# [YOUR GOAL]
Every picture should be left out, but the lines below must be repeated exactly.

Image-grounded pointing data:

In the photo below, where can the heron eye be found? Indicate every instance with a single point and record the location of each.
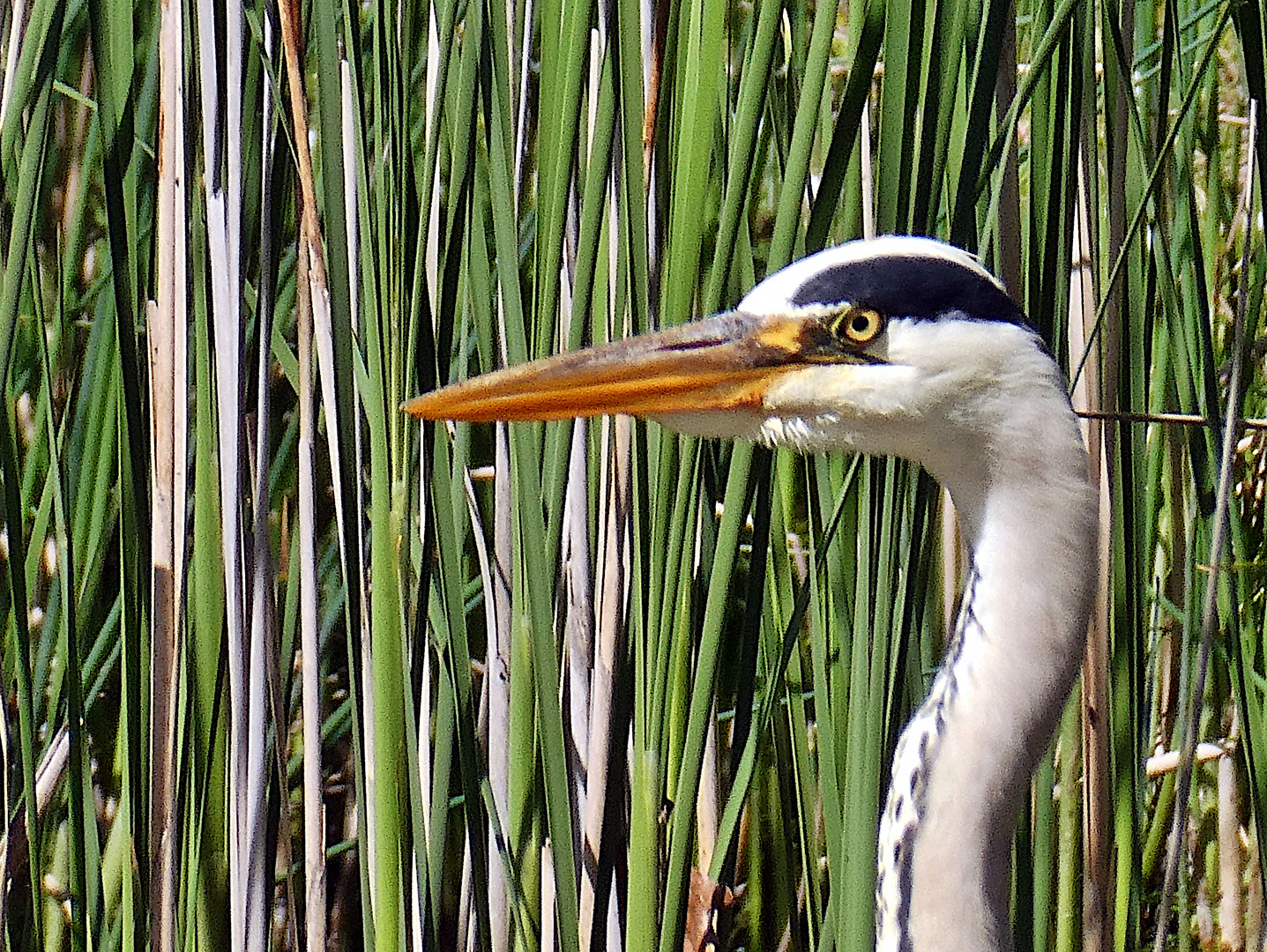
(860, 325)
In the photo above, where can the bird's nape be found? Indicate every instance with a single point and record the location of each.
(906, 347)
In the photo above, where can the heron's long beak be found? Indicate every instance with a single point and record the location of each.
(719, 363)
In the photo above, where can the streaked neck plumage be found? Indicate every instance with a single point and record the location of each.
(963, 763)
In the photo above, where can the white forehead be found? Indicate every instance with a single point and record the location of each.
(776, 293)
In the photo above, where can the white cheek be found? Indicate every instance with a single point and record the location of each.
(846, 390)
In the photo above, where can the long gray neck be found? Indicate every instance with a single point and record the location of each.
(963, 763)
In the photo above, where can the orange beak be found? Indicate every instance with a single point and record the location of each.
(721, 363)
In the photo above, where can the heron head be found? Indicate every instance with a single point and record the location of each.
(895, 346)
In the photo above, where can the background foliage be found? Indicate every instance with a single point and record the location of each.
(283, 667)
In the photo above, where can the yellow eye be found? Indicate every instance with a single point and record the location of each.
(860, 325)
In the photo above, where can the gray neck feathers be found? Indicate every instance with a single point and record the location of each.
(963, 763)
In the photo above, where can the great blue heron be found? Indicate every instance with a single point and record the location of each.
(905, 347)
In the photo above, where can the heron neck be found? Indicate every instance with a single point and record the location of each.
(963, 763)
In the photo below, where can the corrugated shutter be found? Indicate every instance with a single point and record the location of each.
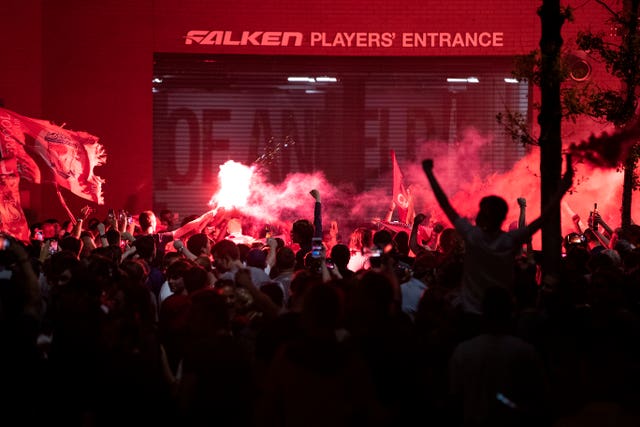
(210, 109)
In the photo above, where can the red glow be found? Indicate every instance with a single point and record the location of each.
(463, 177)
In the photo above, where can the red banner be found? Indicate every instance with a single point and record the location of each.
(69, 156)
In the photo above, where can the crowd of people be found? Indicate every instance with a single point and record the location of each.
(142, 321)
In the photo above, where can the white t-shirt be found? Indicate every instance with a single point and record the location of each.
(489, 260)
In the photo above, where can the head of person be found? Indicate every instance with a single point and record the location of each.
(71, 244)
(145, 247)
(401, 240)
(302, 232)
(199, 244)
(360, 239)
(285, 259)
(492, 213)
(113, 237)
(257, 258)
(195, 278)
(225, 253)
(176, 273)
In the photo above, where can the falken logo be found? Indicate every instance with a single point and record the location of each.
(246, 38)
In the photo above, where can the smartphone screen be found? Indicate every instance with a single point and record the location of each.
(53, 246)
(316, 247)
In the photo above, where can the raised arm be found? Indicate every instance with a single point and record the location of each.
(522, 220)
(438, 192)
(414, 245)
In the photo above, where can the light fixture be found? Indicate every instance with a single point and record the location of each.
(301, 79)
(463, 80)
(326, 79)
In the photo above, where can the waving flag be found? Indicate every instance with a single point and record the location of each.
(12, 218)
(69, 157)
(31, 149)
(400, 194)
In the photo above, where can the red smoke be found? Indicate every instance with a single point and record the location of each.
(463, 178)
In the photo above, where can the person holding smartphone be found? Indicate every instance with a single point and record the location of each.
(303, 231)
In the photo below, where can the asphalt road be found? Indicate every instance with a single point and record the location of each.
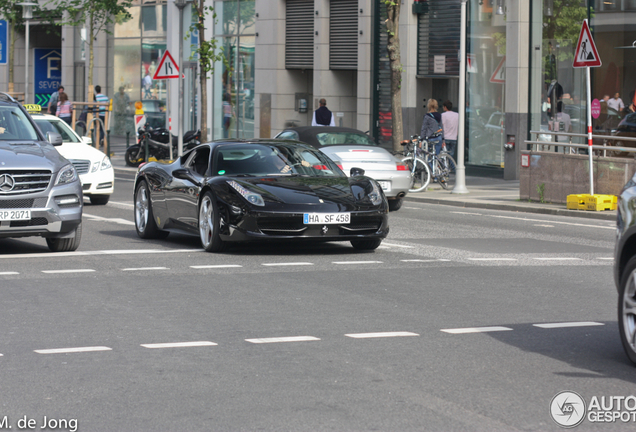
(461, 320)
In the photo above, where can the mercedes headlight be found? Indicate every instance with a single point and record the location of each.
(251, 197)
(66, 175)
(105, 163)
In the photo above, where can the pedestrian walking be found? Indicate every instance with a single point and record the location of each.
(450, 123)
(616, 103)
(322, 116)
(55, 97)
(99, 97)
(64, 109)
(432, 129)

# [RESPONSE BELOW]
In the photo below, where can the heron eye be found? Indicate every instance with a single point and record the location of each.
(860, 325)
In the photo above, where can the bird's nape be found? Indicate every instance with a single point and record the location of each.
(906, 347)
In the photo above, where can the heron's long beak be found? Indicate every instance with a single point and record the location of each.
(719, 363)
In the photo above, where can the streaked neck plumage be found? Indicate every instance with a single point and record the location of each.
(963, 763)
In the photo above, where can the white forehead be found? Indicate every instance with a single point and record the location of each.
(776, 293)
In the photo above, where can the white cheek be found? Indicate every instance with a single point and record the location of each.
(846, 390)
In the photo above, where can the long gray neck be found? Indicate every instance with a single point and record the location of each.
(963, 763)
In the photo above, where can the orange beak be found? Indicate every instance with a single point and record the location of each.
(721, 363)
In the photo above, where can the heron head be found? Indicate every instance with a single point and record the location of each.
(895, 346)
In the photo above, where can the background foliage be found? Indicate every instance with a single point and record the location of each.
(283, 667)
In the photo above, where can the yellow eye be found? Indicate every instance with a single point and record the location of each.
(860, 325)
In the photo above, where can the gray neck feathers be found? Indicate every instance with a single point and record the location of each.
(963, 763)
In the photo above, where can the great blue heron be found? Indicate every instance with a single point and record the location of each.
(905, 347)
In the photo above, where can the heron neck be found? Indicate every instance with a single point and record the location of each.
(963, 763)
In the photo below, where can the corrugated shutter be found? Indicate every instance with a single point and record the location of each.
(210, 109)
In the photo above, where can the red glow be found? Indicate every instance with a single point and record the location of each.
(463, 177)
In the photo above, where can the red banner be found? Indicate every instance with a single point and record the location of each.
(69, 156)
In the photo above, where can the crowd of people be found? Indicate every instance with a single point and record the location of each.
(142, 321)
In the photo above, where can the white t-shirt be found? Indicate every instance with a single point and record the location of each.
(489, 260)
In the photo above, where can the head of person be found? Indicate every instance with a single point and record the location of each.
(71, 244)
(145, 247)
(401, 240)
(302, 232)
(199, 244)
(360, 239)
(285, 259)
(492, 213)
(113, 237)
(257, 258)
(195, 278)
(225, 253)
(176, 273)
In the photo above, where can the falken logo be found? Indicate every instance with a single point and record the location of each.
(246, 38)
In the photo above, where can the smartphone screen be found? Indicate every instance with a single point and record the location of each.
(53, 246)
(316, 247)
In the photo above, where can the raised arm be found? Indicate every instance with a single point and record the location of each.
(522, 220)
(438, 192)
(414, 245)
In the photo above, where can the light fixture be found? Indicate every instance with a single point and record the location of each.
(301, 79)
(463, 80)
(326, 79)
In the photo above, where can the waving flag be found? Indicate every instance with a single point and record the location of each.
(12, 218)
(69, 157)
(31, 149)
(400, 194)
In the photo above, where can the red smoke be found? Indicate every instance with a single point and record the location of each.
(463, 178)
In the photo above, where can the person holding smartphone be found? Indicate every instance with a single point and record the location of each.
(303, 231)
In the photo below, where can the asphalt road be found? Indicate every instance with a single point and record the location of each.
(461, 320)
In the photo above, where can the mercedes headlight be found? Indicate every instance with a single point and record the location of each.
(251, 197)
(66, 175)
(105, 163)
In the photo above, where can the pedestrian walking be found? Indicate every instance with a single point and record the location of each.
(450, 123)
(616, 103)
(322, 116)
(55, 97)
(99, 97)
(64, 109)
(432, 129)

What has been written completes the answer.